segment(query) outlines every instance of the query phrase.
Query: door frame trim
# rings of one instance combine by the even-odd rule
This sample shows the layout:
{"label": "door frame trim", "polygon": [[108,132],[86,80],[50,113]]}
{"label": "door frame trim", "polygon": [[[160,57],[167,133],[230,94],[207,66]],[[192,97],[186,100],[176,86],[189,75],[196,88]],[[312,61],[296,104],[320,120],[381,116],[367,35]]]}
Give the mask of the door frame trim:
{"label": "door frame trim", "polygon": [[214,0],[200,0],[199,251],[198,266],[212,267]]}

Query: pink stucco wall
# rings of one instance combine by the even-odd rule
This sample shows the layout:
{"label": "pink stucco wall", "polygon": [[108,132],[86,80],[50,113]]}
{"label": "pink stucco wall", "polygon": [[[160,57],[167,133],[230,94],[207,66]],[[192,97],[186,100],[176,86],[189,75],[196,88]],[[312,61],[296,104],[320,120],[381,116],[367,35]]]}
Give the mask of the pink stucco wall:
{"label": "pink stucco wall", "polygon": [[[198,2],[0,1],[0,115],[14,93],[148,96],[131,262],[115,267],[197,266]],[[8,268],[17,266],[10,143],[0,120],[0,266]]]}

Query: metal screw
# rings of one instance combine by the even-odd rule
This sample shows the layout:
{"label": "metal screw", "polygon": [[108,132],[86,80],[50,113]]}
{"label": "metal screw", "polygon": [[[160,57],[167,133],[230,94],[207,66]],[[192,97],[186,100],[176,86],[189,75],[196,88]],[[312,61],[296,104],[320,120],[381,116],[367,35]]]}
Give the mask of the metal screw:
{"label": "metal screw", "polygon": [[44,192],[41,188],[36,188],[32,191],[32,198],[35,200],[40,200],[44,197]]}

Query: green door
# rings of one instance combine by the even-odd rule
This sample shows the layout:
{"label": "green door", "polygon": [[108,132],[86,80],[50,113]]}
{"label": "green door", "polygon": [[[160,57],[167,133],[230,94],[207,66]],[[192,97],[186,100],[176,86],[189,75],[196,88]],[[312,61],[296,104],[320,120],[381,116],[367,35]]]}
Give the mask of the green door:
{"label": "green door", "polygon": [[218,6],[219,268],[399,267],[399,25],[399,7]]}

- [Direction]: Copy the records verbatim, beginning at the line that contains "Query: pink stucco wall" and continuing through the final line of the records.

- [Solution to this exercise]:
Query: pink stucco wall
# rings of one instance combine by the even-odd rule
This sample shows the layout:
{"label": "pink stucco wall", "polygon": [[108,132],[86,80],[50,113]]}
{"label": "pink stucco wall", "polygon": [[[160,57],[167,133],[230,94],[207,66]],[[192,97],[186,100],[176,86],[189,75],[196,88]],[[312,61],[296,104],[320,120],[381,116],[367,35]]]}
Give the mask of the pink stucco wall:
{"label": "pink stucco wall", "polygon": [[[198,2],[0,1],[0,115],[14,93],[148,96],[131,262],[115,267],[197,266]],[[8,268],[17,266],[10,143],[0,120],[0,266]]]}

Query: metal screw
# rings of one instance combine by the even-odd rule
This sample shows the layout:
{"label": "metal screw", "polygon": [[108,132],[86,80],[50,113]]}
{"label": "metal screw", "polygon": [[[160,57],[167,133],[230,94],[207,66]],[[192,97],[186,100],[176,86],[189,75],[196,88]],[[312,61],[296,104],[320,120],[381,116],[367,35]]]}
Give the mask of the metal screw:
{"label": "metal screw", "polygon": [[44,192],[41,188],[36,188],[32,191],[32,198],[35,200],[40,200],[44,197]]}

Query: green door
# rings of one instance combine by the even-odd rule
This sample shows the layout:
{"label": "green door", "polygon": [[108,132],[86,80],[50,113]]}
{"label": "green door", "polygon": [[[160,57],[167,133],[230,94],[207,66]],[[192,97],[186,100],[176,86],[189,75],[196,88]],[[312,61],[296,104],[320,120],[381,116],[367,35]]]}
Give the mask of the green door:
{"label": "green door", "polygon": [[218,6],[219,268],[399,267],[399,25],[399,7]]}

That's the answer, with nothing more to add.